-- START OF Exercise materials --
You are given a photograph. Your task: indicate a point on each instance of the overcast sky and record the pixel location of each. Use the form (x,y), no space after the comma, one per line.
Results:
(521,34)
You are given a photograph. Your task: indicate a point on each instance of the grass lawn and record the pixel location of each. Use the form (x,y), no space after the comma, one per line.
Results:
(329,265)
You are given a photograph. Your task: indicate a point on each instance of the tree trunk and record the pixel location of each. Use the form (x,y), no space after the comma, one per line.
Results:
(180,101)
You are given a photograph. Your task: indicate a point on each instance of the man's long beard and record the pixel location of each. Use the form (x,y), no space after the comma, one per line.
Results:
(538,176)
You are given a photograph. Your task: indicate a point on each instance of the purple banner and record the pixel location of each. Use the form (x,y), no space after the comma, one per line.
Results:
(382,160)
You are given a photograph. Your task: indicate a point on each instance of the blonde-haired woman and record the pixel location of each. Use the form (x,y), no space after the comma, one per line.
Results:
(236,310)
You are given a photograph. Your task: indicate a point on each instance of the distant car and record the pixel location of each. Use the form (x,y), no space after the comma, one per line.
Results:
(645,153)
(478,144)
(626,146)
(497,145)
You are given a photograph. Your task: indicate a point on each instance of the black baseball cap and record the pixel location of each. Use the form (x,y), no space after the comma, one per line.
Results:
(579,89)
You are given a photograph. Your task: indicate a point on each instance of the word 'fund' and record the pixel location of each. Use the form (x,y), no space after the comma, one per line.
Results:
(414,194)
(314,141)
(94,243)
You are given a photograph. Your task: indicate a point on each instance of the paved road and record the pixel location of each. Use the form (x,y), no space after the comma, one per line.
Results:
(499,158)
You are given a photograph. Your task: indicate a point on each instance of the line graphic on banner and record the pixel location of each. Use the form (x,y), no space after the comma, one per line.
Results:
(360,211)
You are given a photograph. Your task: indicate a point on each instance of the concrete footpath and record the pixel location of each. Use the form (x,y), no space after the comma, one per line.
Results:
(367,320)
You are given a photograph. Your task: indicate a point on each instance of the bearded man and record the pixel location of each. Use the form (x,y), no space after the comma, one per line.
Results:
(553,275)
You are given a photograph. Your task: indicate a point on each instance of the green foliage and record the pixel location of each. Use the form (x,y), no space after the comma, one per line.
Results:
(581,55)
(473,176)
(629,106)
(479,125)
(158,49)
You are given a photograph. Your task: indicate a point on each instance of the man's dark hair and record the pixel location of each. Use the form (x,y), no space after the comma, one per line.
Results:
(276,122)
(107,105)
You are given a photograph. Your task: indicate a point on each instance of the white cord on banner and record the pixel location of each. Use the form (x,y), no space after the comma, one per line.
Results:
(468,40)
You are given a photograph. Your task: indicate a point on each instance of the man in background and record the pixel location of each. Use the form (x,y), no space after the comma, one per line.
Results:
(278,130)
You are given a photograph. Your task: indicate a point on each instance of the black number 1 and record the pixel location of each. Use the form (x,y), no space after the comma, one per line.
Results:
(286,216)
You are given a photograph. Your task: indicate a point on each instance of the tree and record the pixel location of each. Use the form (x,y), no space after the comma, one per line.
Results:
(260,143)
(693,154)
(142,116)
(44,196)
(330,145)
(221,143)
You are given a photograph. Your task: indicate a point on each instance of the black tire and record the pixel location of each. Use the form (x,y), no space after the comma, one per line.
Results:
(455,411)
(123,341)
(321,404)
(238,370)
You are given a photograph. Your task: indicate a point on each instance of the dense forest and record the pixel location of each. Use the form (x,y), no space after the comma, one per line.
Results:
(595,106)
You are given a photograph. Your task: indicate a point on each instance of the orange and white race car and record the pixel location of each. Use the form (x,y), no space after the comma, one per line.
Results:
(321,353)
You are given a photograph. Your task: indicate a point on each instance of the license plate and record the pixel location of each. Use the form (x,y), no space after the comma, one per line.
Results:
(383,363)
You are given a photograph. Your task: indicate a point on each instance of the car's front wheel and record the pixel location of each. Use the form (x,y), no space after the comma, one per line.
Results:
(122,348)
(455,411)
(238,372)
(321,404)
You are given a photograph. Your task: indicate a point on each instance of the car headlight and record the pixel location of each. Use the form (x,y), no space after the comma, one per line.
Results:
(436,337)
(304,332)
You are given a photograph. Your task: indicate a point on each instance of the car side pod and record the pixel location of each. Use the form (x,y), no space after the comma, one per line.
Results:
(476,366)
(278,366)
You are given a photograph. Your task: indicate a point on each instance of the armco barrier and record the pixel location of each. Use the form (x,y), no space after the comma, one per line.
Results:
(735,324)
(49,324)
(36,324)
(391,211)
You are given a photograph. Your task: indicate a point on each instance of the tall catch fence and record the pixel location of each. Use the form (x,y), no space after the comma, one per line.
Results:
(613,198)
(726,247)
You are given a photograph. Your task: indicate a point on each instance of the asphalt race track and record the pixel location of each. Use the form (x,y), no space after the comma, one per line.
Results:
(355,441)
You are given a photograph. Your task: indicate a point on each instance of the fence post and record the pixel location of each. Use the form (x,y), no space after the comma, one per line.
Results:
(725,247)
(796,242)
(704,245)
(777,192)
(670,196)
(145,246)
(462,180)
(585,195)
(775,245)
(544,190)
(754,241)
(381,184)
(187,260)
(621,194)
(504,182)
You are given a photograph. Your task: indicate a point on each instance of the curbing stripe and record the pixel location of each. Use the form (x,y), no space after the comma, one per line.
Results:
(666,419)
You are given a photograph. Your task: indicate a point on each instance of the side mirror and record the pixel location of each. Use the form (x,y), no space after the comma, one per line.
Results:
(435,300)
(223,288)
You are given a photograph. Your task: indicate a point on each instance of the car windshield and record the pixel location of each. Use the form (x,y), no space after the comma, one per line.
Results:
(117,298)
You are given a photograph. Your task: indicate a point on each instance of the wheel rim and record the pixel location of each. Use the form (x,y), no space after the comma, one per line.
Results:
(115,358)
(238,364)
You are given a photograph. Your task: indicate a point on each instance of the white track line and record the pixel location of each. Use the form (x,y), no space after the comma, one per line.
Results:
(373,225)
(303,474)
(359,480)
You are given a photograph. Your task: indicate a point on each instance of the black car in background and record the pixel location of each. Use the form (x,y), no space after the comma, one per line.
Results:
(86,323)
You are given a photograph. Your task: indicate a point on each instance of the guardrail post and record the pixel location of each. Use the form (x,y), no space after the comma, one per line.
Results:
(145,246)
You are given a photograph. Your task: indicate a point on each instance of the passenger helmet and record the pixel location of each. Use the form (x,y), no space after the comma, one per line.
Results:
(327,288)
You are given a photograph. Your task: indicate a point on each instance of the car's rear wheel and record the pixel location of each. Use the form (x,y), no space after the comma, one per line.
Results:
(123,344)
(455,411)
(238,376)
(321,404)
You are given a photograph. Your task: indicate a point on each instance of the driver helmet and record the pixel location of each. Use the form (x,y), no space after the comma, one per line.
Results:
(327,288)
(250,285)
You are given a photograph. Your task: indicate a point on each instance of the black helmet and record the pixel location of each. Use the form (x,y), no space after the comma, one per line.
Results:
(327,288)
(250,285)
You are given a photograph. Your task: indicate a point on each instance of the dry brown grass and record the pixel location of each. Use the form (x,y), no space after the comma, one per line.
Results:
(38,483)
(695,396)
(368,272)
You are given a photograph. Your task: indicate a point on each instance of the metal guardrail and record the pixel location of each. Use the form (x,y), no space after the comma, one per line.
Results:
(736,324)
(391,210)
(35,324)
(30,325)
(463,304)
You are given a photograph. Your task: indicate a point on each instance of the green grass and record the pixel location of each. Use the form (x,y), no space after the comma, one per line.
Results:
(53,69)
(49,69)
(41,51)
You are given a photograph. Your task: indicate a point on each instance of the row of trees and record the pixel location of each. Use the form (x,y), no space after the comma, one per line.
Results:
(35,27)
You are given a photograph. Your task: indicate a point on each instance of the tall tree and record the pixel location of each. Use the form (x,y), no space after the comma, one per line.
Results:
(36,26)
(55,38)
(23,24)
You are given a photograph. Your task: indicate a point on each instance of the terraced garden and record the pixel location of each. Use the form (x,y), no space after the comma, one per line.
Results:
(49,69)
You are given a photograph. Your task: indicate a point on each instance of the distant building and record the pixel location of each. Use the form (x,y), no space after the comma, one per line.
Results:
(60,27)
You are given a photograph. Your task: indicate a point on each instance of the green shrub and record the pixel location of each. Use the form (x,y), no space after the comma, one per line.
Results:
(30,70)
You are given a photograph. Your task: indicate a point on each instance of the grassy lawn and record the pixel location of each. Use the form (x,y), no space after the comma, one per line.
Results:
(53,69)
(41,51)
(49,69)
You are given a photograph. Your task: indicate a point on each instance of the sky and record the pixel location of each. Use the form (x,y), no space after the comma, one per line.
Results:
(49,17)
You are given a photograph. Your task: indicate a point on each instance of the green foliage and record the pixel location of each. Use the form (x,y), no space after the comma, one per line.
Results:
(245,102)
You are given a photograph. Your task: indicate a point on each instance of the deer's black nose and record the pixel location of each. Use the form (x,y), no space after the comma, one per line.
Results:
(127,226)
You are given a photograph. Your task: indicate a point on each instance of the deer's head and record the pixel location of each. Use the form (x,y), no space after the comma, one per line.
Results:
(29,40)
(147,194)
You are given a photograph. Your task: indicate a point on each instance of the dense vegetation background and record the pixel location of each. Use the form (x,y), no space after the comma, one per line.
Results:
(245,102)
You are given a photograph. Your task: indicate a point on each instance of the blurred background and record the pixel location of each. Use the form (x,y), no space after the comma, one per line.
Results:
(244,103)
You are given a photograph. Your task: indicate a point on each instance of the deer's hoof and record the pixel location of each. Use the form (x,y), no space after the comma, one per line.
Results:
-- END OF Exercise materials --
-- Your instructions --
In the listing above, find the line with "the deer's black" and set down that line and all after it exactly, through the final line.

-- Exercise output --
You are given a photograph. Your task: indicate a point on each instance of the deer's black nose and record the pixel location of each. Use the form (x,y), no space after the comma, one per line.
Results:
(127,226)
You are given a photograph. Your task: indicate a point on each instance of the deer's head and record the pixel location of each. Use the form (x,y), no space after the comma, one per line.
Results:
(29,40)
(147,194)
You are given a photograph. Your task: indicate a point on each instance of the dense vegetation background and record the pixel location of each. Use the form (x,y), no space after the comma, one per line.
Results:
(245,102)
You are given a photograph. Your task: indicate a point on each instance of the blurred background and record the pixel location of each. Use the form (x,y), no space after the comma, one per line.
Results:
(244,103)
You are given a photograph. Your task: indicate a point on each instance of the deer's hoof and record the pixel location of each. Use the form (x,y), no space after the comma, one per line.
Results:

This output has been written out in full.